── SUPPLIED ENTRIES ──
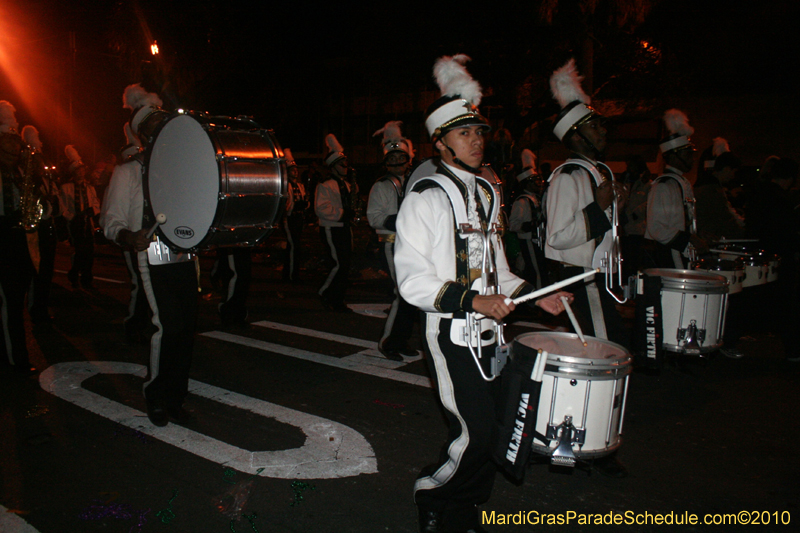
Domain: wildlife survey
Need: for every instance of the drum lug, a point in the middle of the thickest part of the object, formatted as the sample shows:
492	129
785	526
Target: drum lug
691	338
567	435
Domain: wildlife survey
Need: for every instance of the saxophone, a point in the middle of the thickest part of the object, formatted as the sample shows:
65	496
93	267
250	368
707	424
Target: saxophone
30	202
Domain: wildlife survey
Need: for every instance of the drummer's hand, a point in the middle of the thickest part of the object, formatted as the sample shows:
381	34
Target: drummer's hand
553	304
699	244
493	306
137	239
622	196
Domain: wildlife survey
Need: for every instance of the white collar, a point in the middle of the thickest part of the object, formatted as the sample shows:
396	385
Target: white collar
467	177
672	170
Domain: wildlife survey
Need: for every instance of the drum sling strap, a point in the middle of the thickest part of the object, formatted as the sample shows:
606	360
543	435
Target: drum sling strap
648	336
───
(TASK INSTRUCTIONS) Word for word, restate all of the data, but do not copy the pictures.

(WRITTEN RESPONSE)
Domain: wildlife survey
Need: for every instance of the drum lug, a point in the middle of the thickest part of the object, formatted as the sample shows:
492	129
785	526
Target: drum lug
691	338
567	435
Domain: wildlife survey
Need: for every instance of the saxophone, a point in the middle of the thickest part of the object, formatted as the sample shows:
65	496
93	267
250	368
707	424
Target: saxophone
30	202
Domain: wildlife survey
Need: for every instance of the drummer's hand, a point in the middle of the thickest part of the object, formatted as the sample shows:
381	34
Target: drummer's hand
553	304
699	244
493	306
137	239
622	196
Domain: wildlife survey
Need: for every instance of the white collar, a point in the middle of the thickest part of the object, formatted as the sample shows:
396	385
Target: white collar
467	177
672	170
Domain: wildlife survey
Need: for every instance of the drum sling strap, a point in the middle of the thickest part of the object, formatted as the sample shows:
606	360
543	435
Target: drum sling strap
648	336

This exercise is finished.